== TRECHO PARA LEITURA ==
....
Tornar-se cristão é, neste sentido, deixar-se cristificar, isto é, é deixar-se formar (essencializar) por Jesus Cristo. É vir a ser “alter Christus” (outro Cristo). É seguir o seu exemplo com a famosa imitatio Christi: imitação de Cristo. É con-formar-se a Ele, isto é, assemelhar-se a Ele, tornar-se per-feito como Ele é per-feito. Todavia, como esta é uma realização que traz consigo uma exigência absoluta, porque transcende a tudo e a todos, a imitação nada tem de um macaquear e papaguear, e a con-formidade nada tem de conformismo. Pelo contrário. Este devir (vir a ser) cristão exige do homem dar a si e de si o melhor, para, em tornando-se o que ele é, em sua singularidade e originalidade, e, em superando-se a si mesmo e toda a medida humana, dar um novo rosto, uma nova fisionomia, uma nova configuração e cunhagem, única, ao ser-filho no Filho unigênito do Pai. Criação e redenção se cumprem, pois, nesta filiação. Neste sentido, o Evangelho só chega ao homem por já brotar de dentro do humano. Nisso está todo o desafio da nossa Revelação[1].
Com Francisco soou a hora e a vez, o kairós (momento oportuno), de um novo encontro com o Evangelho, com Jesus Cristo. A Regra franciscana, portanto, é concreção da “vita nuova”, da vida nova nascida e vivida a partir da novidade jovial desse Encontro. Tudo isso fez com que Francisco se tornasse um “outro Jesus Cristo”, “o Evangelho vivo” e aquela primeira geração de Frades, uma nova “critianidade”. Uma “cristianidade” nova, semelhante, mas não igual, à “cristianidade” dos primitivos cristãos, semelhante à vida da Ordem dos Apóstolos. Por isso recebeu, juntamente com os Dominicanos, o nome de Ordem dos Pregadores. No centro dessa “cristianidade” está o seguimento de Jesus Cristo e este, especialmente, como o Crucificado. Seguir nu o Cristo nu – esta era a divisa de Francisco e seus companheiros. E, na cruz, encontramos o “Christus nudus in nudo ligno” (o Cristo nu no madeiro nu).
Assim, a Regra franciscana é um documento essencialmente evangélico, espiritual, nascida de um pai evangélico, espiritual. Ela não é um documento jurídico de um legislador. Ela tem em mira a encarnação do espírito do Evangelho na vida concreta, prática, cotidiana, da fraternidade. É a “forma de vida” aplicada ao cotidiano dos frades. Por isso, deve ser interpretada e vivida “evangelicamente”, “espiritualmente”. Como em Maria, na Encarnação, nela está em jogo a recepção e a encarnação do “espírito do Evangelho”, isto é, do Espírito do Senhor e sua santa operação (RB 10,9).
....
== DADOS FORNECIDOS ==
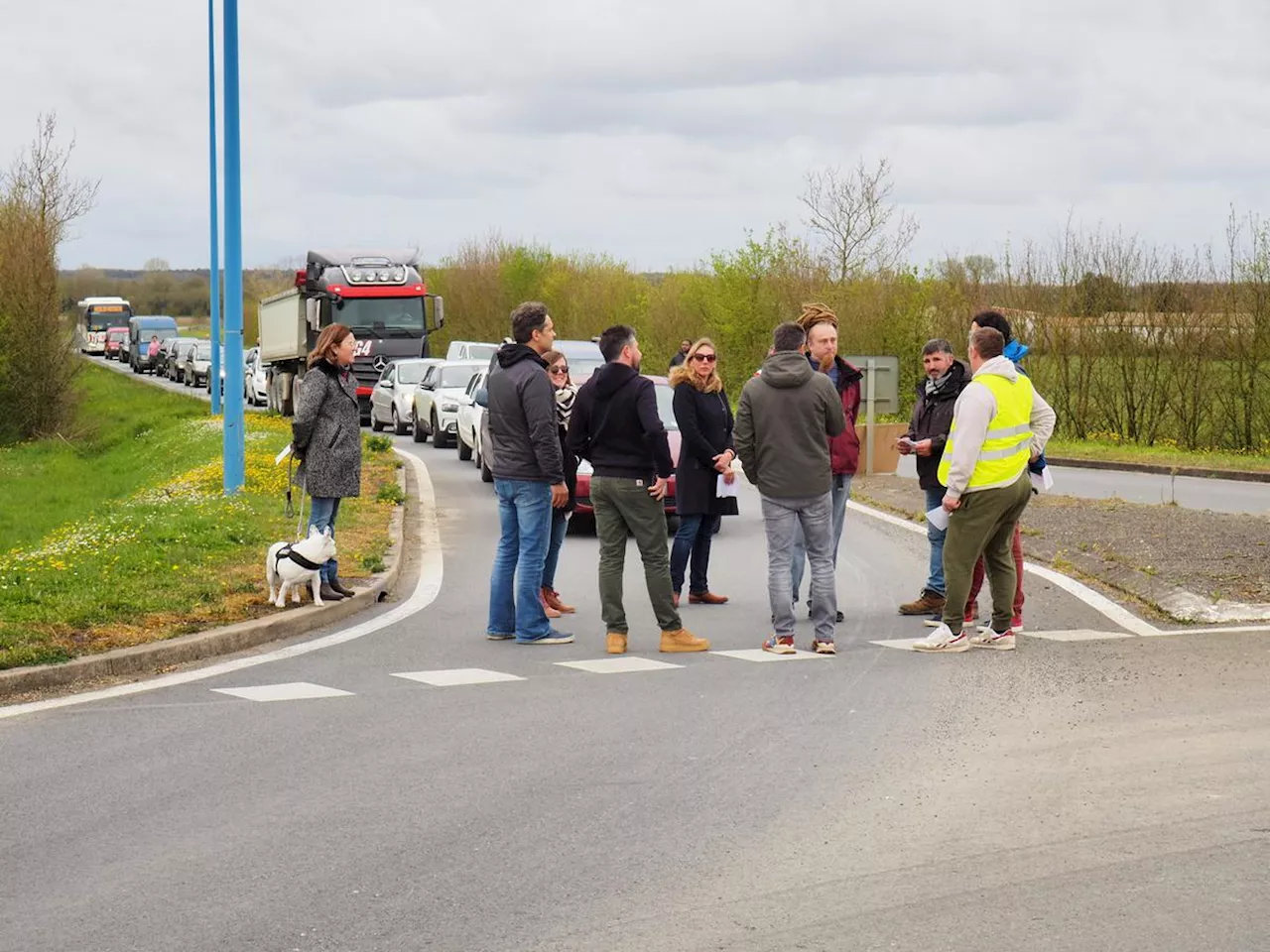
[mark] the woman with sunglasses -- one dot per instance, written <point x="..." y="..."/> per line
<point x="558" y="372"/>
<point x="706" y="451"/>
....
== TAREFA PROPOSTA ==
Prossiga o trecho sobre a Regra franciscana e o seguimento de Cristo a partir da última frase apresentada. Os dados não têm relação nenhuma com o trecho.

== RESPOSTA ABAIXO ==
A Regra é, pois, uma questão de “espírito” e “vida” e de encarnação; de um tomar corpo, ganhar forma deste “espírito” e desta “vida” na concretude fática, na práxis, do cotidiano, nos usos e costumes. Por isso, ela começa proclamando:
Em nome do Senhor! Começa a Vida dos Frades Menores. A Regra e a Vida dos Frades Menores é esta: observar o Santo Evangelho de Nosso Senhor Jesus Cristo, vivendo em obediência, sem nada de próprio e em castidade[2].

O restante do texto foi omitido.